-- start --
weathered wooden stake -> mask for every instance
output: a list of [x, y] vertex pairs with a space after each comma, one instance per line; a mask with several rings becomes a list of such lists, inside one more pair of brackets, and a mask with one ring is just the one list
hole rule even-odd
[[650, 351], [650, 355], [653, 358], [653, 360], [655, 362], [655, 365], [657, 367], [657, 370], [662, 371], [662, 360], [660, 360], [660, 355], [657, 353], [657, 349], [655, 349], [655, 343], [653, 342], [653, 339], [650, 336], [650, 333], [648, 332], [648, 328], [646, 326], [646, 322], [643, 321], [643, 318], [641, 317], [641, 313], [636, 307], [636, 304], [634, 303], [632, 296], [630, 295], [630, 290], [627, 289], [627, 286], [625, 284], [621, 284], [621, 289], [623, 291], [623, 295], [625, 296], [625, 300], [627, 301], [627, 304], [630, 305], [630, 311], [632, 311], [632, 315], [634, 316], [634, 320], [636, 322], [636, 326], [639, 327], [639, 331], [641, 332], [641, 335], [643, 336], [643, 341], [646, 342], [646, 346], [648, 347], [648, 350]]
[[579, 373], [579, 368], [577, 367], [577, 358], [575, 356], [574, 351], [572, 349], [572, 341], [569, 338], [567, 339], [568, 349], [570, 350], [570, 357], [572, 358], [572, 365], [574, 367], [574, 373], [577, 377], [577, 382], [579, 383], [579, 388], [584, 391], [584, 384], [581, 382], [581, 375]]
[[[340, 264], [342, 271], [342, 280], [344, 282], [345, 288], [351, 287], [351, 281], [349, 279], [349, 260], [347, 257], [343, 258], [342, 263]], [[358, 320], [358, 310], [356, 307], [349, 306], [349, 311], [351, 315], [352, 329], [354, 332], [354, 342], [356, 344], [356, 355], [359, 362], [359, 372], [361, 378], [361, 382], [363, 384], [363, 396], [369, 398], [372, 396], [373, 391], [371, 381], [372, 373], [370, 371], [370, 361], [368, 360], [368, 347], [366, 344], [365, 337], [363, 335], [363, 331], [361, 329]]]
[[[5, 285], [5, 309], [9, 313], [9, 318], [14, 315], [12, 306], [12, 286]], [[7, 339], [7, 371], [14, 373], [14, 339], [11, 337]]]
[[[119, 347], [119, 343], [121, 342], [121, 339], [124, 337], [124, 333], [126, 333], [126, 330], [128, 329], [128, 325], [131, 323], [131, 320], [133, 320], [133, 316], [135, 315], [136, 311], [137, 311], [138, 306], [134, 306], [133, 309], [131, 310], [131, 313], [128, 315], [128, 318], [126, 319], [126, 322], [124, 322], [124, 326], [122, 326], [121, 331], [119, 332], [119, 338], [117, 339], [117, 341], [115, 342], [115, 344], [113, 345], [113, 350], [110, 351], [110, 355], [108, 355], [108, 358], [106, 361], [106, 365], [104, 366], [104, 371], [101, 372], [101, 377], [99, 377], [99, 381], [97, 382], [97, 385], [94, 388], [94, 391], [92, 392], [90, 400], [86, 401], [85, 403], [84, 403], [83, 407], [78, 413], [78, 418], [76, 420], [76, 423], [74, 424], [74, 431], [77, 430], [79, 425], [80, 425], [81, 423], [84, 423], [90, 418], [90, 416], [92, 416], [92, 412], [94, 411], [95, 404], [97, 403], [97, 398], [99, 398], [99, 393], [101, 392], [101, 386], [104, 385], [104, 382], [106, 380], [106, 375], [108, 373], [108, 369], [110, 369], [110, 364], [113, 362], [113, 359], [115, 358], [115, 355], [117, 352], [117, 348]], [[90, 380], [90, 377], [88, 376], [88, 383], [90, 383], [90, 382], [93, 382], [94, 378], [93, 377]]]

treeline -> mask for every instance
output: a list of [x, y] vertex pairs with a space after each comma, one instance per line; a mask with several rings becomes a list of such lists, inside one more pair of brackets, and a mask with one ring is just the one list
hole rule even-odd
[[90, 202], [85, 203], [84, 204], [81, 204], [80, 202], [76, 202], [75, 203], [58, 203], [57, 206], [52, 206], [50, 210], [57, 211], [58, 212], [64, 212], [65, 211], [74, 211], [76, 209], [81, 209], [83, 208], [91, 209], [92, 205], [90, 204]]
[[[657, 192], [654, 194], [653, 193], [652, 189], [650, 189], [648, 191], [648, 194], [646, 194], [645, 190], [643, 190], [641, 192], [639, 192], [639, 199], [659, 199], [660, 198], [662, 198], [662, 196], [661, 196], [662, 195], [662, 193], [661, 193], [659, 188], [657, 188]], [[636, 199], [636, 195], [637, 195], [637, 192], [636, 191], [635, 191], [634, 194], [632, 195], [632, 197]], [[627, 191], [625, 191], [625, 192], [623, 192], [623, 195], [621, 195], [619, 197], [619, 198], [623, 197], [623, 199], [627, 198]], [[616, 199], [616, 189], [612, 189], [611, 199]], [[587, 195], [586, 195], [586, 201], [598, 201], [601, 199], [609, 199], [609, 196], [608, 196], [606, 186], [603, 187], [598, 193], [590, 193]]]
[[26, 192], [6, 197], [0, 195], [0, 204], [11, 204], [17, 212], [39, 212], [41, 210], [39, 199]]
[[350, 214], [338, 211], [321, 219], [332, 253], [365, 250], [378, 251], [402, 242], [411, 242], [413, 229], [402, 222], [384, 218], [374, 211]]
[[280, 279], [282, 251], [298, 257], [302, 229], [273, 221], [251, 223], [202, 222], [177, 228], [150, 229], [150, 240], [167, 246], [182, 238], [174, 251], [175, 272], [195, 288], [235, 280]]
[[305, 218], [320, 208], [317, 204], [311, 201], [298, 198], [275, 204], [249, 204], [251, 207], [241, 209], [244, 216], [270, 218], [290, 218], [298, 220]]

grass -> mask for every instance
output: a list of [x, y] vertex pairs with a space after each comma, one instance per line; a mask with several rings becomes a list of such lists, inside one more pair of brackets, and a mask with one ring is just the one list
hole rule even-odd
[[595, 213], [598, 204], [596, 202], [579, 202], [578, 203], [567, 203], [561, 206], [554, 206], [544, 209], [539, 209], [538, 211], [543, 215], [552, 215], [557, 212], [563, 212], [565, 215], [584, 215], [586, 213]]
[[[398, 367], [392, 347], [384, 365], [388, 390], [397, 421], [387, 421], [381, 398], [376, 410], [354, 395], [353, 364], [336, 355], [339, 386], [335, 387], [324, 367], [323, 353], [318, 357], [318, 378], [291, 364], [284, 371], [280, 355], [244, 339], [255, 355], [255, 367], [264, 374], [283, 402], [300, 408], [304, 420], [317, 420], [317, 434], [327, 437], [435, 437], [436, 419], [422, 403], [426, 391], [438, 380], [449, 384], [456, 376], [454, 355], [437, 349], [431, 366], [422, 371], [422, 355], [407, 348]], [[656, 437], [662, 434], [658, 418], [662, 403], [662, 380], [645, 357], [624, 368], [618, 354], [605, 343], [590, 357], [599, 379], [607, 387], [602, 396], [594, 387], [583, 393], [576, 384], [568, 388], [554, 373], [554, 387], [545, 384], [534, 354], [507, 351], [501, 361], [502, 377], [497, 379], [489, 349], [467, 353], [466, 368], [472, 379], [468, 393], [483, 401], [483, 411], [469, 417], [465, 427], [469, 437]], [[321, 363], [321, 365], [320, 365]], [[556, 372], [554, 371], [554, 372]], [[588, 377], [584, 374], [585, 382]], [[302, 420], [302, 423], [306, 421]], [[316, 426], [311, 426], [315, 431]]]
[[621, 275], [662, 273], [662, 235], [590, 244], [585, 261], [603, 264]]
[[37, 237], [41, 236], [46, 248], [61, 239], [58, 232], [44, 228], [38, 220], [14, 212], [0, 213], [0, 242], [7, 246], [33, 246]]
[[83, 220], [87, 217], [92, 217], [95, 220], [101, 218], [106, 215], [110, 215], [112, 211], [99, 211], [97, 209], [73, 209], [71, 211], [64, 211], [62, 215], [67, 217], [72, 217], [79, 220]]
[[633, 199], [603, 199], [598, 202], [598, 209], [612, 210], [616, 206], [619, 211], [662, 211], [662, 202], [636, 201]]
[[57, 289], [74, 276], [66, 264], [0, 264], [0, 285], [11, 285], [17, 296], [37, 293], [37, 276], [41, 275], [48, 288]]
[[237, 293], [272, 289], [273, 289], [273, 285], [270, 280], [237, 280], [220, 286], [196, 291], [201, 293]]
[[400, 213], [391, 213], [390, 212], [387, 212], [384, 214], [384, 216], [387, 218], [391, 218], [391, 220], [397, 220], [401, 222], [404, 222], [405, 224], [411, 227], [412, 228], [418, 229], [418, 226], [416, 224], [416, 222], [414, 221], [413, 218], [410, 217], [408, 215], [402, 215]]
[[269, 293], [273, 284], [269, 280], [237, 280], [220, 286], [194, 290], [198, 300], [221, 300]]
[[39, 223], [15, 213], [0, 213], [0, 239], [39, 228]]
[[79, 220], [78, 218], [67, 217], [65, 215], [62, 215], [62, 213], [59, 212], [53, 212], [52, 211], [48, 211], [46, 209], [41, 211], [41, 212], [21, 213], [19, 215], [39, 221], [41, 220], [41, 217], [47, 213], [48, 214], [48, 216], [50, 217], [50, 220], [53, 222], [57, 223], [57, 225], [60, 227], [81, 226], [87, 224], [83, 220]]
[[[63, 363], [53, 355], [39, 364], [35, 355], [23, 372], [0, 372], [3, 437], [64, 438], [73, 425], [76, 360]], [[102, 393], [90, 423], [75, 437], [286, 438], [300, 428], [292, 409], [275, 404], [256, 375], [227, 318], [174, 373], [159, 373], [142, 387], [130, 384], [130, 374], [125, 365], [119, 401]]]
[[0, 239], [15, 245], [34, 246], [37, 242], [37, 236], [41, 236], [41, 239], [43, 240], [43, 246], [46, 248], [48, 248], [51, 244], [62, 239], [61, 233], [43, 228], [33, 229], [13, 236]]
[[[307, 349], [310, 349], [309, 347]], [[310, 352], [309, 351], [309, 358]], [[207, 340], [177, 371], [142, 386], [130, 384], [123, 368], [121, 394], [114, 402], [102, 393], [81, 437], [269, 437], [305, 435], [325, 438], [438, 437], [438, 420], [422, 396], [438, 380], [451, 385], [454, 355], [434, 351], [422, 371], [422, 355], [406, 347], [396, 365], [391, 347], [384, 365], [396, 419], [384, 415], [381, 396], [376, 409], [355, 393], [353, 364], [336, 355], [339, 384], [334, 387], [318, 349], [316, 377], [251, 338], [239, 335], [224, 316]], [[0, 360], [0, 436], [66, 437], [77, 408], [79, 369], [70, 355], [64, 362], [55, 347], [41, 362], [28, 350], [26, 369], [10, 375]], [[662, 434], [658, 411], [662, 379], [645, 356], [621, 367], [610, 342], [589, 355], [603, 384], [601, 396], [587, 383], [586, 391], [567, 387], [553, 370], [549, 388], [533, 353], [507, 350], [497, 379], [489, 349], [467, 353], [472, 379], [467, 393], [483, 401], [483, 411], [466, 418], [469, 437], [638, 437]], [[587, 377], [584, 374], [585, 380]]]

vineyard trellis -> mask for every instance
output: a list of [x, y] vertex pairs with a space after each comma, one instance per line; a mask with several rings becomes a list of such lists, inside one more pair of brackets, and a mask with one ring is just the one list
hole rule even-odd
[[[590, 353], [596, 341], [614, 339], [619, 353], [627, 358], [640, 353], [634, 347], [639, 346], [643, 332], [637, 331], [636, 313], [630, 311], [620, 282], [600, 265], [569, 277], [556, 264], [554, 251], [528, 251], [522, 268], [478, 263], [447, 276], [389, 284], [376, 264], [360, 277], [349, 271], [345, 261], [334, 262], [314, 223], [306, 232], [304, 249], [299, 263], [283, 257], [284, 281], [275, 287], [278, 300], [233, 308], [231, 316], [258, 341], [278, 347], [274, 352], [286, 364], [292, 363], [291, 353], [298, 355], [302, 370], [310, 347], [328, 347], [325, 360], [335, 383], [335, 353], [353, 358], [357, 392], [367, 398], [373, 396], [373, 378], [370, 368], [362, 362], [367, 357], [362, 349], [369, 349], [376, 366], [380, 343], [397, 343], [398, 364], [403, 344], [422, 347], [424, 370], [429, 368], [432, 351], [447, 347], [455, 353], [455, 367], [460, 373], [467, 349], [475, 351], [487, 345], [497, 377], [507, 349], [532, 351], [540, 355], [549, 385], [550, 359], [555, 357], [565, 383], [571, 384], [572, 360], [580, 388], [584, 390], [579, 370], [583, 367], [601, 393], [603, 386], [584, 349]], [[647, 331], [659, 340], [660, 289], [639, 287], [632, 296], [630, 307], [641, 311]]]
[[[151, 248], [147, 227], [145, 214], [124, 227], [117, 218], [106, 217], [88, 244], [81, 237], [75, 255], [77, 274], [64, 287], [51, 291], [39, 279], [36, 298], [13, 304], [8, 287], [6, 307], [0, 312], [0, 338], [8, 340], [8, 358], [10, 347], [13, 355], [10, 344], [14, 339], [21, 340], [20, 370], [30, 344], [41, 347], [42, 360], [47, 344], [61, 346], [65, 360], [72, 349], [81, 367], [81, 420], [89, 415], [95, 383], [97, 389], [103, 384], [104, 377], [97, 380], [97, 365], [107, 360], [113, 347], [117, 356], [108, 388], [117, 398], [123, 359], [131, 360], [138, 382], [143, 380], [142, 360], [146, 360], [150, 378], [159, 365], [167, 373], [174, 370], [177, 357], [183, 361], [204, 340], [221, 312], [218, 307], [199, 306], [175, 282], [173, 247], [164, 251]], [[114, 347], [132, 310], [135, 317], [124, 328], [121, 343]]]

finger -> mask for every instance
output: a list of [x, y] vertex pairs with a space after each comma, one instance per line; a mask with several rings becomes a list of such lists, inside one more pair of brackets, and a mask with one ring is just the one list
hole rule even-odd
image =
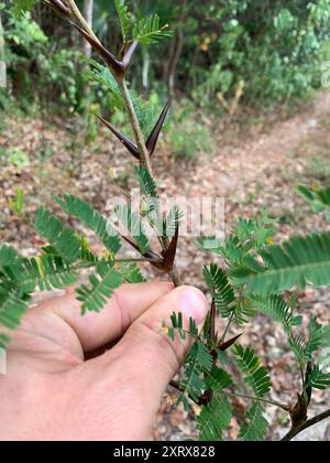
-- end --
◆ Instructions for the task:
From the material above, keep only the lines that contain the word "every" and copy each of them unchanged.

◆ Complete response:
weathered wooden stake -> mask for every instance
treeline -> mask for every instance
grass -> mask for every instance
vineyard trellis -> mask for every instance
finger -> mask for every instance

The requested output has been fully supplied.